▶ [Document]:
_ _ _ _
D’abord parce que le loup est un grand timide, discret et plutôt noctambule. Le voir n’est pas donné à tout le monde. « Je suis référent loup et grands prédateurs sur la région Auvergne Rhône-Alpes et je l’étudie depuis 25 ans. Si j’en ai vu une dizaine de fois, c’est bien le maximum… », constate avec regret Georges Erome. Sur le terrain, les agents de l’OFB observent les traces des canidés sauvages, prélèvent les fèces ou des poils, font des analyses d’ADN… Étudiées et synthétisées, ces données permettent de cartographier les meutes de loups. Ce qui fait que chaque loup sauvage est pratiquement aussi tracé que n’importe quel possesseur d’un smartphone et d’une carte bleue ! C’est comme ça qu’on sait que, par exemple, le loup mangeur de brebis du Val d’Ajol, abattu légalement en septembre 2020, était connu sous le nom de code de GW1554m et qu’il venait, non pas d’Italie, mais plutôt d’une souche d’outre-Rhin.
Ces chasseurs et éleveurs qui ont des velléités de devenir statisticiens sauront-ils en faire autant ? Vont-ils pousser les investigations pour étudier les comportements des individus et d’une meute ? Comprendre leurs déplacements pour – soyons fous – anticiper les risques d’attaques ? Ou plutôt appuyer sans réfléchir sur la gâchette ? On peut, sans risque de se tromper, parier sur la dernière option.
Si la question du nombre est le nouveau cheval de bataille des anti-loup, c’est parce que, derrière cette revendication, se cache la volonté inavouable d’exterminer le loup. Comment ? En passant par les plans d’abattages des prédateurs. Ces tirs de prélèvement (le nom officiel) sont légalement possibles lorsque tout est mis en place pour la protection des troupeaux et que les tirs d’effarouchement sont devenus inefficaces. Le plan loup français permet donc le « prélèvement » de 19 % de la cohorte lupine. D’où l’enjeu de la bataille des chiffres. Plus de loups = plus de prélèvements et plus de coups de fusils. Petit calcul : s’il y a bien 600 loups et que l’on peut en « prélever » 19 %, ça fait 118 loups à tuer. Mais s’il y en a dix, voire cent fois plus, comme le pensent certains… alors on pourrait avoir le droit de dézinguer toute l’espèce.
Depuis des années, les demandes constantes d’assouplir la réglementation protégeant cet animal inscrit sur la liste des espèces menacées viennent mettre à mal la présence et la survie du loup en France. « Avec un tel taux de prélèvement, la population stagne. Alors, si l’État autorise les tirs au-delà de 19 %, on peut faire l’hypothèse du futur déclin de l’espèce », estime Georges Erome. Une analyse que ne partage pas l’association écologiste Férus. Celle-ci est encore plus pessimiste et voit déjà dans les statistiques actuelles une « dégradation de la dynamique de la population » de loups en raison des abattages autorisés par les pouvoirs publics.
_ _ _ _
▶ [Données enregistrées]:
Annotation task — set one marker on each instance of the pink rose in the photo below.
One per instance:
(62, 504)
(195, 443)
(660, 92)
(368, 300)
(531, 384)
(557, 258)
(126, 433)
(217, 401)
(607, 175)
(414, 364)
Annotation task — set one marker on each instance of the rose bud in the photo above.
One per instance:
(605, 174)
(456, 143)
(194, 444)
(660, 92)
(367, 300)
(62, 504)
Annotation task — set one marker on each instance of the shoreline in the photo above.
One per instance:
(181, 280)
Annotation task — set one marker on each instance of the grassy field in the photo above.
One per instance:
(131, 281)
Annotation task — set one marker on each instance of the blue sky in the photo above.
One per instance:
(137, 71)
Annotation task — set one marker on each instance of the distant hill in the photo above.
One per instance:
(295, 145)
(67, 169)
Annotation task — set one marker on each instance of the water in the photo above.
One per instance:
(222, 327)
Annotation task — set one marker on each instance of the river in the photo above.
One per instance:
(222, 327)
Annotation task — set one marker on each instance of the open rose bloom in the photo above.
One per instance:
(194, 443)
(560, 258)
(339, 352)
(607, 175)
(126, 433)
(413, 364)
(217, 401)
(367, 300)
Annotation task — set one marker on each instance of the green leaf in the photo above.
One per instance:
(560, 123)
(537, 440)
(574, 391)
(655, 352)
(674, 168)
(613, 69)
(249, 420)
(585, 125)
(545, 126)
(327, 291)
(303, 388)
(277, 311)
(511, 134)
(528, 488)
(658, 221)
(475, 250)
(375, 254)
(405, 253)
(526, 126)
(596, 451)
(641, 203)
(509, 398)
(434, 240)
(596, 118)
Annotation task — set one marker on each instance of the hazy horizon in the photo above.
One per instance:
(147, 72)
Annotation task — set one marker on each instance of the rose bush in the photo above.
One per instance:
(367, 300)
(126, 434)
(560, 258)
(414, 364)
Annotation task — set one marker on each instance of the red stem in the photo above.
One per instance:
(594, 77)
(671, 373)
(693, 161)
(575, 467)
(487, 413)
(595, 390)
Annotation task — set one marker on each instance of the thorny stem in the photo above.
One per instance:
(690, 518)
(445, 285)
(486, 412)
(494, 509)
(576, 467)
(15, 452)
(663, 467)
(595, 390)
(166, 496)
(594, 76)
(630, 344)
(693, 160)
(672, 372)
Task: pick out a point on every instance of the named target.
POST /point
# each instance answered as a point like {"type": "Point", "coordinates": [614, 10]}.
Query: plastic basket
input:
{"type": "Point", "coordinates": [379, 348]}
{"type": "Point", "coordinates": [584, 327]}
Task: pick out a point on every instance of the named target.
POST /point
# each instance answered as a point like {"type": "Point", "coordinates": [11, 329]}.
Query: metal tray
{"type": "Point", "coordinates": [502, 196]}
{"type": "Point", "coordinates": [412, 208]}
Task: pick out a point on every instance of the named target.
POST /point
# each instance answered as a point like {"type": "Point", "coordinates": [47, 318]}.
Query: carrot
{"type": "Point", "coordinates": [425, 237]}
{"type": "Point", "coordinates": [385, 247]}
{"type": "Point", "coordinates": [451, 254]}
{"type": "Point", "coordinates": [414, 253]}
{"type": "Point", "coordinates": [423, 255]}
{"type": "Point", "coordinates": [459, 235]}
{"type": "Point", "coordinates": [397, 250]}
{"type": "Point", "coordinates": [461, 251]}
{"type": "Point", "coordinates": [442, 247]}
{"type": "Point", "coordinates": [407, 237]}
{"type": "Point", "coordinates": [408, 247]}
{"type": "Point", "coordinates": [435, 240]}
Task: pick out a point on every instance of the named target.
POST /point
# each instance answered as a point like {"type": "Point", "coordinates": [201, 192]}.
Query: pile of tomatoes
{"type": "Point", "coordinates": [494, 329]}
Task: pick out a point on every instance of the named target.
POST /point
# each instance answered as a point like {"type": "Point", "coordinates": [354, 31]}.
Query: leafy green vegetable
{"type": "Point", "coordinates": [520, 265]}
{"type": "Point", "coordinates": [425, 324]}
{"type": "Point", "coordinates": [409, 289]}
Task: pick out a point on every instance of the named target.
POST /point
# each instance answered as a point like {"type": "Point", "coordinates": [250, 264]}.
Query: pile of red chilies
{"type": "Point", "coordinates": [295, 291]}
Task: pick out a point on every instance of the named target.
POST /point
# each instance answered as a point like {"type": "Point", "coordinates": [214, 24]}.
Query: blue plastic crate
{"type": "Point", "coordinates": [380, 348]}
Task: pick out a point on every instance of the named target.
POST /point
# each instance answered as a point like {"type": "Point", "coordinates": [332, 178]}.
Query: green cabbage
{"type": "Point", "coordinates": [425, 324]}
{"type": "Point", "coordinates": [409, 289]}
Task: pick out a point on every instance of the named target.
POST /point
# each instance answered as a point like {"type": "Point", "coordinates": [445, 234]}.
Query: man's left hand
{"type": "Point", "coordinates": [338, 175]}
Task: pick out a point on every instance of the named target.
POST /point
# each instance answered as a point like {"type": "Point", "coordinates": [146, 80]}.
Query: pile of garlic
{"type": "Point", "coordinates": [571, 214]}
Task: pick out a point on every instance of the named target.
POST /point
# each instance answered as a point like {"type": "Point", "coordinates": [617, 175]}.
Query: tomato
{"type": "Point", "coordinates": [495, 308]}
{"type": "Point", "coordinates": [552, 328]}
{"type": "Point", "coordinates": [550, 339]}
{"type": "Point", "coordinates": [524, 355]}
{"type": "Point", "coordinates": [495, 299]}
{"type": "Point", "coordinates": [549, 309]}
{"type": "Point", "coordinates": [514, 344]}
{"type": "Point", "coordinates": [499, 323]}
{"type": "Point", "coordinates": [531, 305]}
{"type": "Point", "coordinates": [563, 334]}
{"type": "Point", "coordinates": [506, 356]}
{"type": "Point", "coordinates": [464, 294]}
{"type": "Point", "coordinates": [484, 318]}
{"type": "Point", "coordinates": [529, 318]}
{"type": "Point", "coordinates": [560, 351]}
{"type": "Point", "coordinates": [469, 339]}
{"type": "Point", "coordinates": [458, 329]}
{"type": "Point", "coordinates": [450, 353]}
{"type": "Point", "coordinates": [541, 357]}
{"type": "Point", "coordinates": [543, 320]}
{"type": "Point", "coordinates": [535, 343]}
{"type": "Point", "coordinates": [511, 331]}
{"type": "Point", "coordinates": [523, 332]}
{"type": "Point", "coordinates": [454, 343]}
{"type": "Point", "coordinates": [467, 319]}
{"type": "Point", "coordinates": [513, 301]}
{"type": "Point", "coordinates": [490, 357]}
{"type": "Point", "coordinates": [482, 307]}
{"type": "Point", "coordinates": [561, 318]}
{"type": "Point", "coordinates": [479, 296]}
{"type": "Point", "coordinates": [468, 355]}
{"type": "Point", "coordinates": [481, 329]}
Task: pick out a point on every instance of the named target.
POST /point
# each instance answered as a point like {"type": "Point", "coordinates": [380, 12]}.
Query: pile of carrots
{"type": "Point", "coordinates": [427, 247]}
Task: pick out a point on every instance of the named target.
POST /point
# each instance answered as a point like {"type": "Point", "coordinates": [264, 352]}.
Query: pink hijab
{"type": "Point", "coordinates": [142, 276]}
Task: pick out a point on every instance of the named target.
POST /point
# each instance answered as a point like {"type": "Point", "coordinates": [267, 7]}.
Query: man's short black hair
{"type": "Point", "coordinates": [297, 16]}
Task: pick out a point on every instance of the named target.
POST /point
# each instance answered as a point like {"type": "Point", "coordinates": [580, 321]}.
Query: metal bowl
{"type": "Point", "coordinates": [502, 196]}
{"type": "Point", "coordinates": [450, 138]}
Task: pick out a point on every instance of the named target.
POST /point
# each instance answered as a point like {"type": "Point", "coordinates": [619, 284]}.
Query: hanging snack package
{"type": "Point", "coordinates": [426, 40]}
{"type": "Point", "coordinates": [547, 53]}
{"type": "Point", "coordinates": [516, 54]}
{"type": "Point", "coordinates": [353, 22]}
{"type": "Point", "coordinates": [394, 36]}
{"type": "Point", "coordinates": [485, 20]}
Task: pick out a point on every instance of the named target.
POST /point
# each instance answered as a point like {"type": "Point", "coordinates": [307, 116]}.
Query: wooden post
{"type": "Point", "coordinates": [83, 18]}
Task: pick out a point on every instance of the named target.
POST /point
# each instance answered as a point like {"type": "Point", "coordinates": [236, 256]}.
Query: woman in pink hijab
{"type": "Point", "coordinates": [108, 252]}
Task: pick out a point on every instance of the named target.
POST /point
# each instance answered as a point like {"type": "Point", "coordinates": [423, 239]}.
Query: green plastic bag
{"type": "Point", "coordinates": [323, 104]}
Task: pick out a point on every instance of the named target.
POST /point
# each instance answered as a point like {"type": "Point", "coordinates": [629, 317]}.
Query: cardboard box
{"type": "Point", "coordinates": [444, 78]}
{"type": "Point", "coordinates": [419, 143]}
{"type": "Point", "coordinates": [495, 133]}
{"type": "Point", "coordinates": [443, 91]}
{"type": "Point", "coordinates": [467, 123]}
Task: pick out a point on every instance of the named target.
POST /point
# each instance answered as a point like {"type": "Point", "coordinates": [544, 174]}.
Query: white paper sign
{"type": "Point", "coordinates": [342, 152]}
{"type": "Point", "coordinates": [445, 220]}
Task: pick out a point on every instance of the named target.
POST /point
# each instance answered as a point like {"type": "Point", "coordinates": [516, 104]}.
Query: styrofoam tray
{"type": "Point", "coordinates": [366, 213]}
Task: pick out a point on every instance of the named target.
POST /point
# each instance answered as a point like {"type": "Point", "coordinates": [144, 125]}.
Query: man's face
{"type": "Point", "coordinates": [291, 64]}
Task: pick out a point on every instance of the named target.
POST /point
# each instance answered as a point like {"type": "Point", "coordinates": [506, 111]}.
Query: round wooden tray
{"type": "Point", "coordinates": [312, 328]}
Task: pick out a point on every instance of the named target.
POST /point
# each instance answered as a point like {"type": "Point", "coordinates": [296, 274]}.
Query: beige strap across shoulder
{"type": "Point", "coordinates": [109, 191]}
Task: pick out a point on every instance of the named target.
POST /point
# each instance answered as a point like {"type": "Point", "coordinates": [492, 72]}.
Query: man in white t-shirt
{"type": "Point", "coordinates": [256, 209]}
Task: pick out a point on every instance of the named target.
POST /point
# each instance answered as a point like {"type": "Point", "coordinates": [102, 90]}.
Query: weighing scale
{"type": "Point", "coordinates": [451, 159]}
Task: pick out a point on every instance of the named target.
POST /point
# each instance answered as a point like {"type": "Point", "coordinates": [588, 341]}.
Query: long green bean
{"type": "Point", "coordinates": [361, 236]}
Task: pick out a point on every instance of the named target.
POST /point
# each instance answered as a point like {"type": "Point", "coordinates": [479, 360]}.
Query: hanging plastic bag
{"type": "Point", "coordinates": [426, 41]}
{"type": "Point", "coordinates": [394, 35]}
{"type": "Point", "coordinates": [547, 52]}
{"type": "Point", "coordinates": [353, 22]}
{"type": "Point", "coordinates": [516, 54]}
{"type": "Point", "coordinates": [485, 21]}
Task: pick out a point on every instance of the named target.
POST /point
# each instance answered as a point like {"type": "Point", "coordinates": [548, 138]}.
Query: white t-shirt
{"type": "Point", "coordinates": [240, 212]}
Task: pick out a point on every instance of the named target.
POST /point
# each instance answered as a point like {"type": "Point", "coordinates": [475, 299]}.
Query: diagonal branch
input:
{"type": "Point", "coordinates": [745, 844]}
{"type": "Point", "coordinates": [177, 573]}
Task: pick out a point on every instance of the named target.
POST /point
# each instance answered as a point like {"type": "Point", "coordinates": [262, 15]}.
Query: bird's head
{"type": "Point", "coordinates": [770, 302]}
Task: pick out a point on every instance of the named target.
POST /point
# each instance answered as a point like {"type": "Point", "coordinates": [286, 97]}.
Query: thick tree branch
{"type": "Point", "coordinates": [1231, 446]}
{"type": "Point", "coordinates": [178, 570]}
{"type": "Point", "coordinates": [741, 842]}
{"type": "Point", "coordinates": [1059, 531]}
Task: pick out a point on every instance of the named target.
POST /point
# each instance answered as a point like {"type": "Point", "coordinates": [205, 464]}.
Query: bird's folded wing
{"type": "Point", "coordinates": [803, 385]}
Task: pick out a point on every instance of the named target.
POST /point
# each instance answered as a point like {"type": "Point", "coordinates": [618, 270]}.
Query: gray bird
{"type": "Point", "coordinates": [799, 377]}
_ _ _ _
▶ [Consignes]:
• A. Relevez chaque ligne de données contenant la chaîne « pink » et recopiez-la intégralement.
• B. Poursuivez le texte sur le loup en France à partir de sa dernière phrase.
Le texte sur le loup et les lignes de données sont deux supports indépendants.

▶ [Réponses finales]:
• A.
Annotation task — set one marker on each instance of the pink rose in the photo below.
Query: pink hijab
Query: woman in pink hijab

• B.
Surtout, contrairement à d’autres pays européens, la France continue d’avoir une « gestion loup » soumise aux pressions des lobbies de la FNSEA, qui a fait du loup l’ennemi numéro un. Sept associations écologiques et de protection animale dénoncent les aberrations qui en découlent. Par exemple, le fait que, pour protéger des troupeaux laissés seuls dans les estives, les éleveurs ont droit à des compensations financières pour investir dans un chien patou : 300 euros à l’achat et 652 euros par an pour son entretien. De même, pour subvenir aux frais de gardiennage par un berger salarié ou un prestataire, les éleveurs perçoivent 2 500 euros par mois.
Autre recul dans la protection des loups : les tirs d’effarouchement – qui apprenaient aux loups le danger de s’approcher d’un troupeau donné – sont de plus en plus abandonnés au profit de tirs dits « de défense » qui sont en fait des attaques directes envers les canidés sauvages. « À la FNE, on ne dit pas qu’il ne faut pas faire de prélèvement, mais uniquement si le troupeau, malgré toutes les protections, est attaqué, et uniquement sur le loup prédateur. Car, si on flingue un loup de passage et pas celui qui s’est spécialisé dans la tuerie de moutons, alors on passe à côté du problème », conclut Georges Erome.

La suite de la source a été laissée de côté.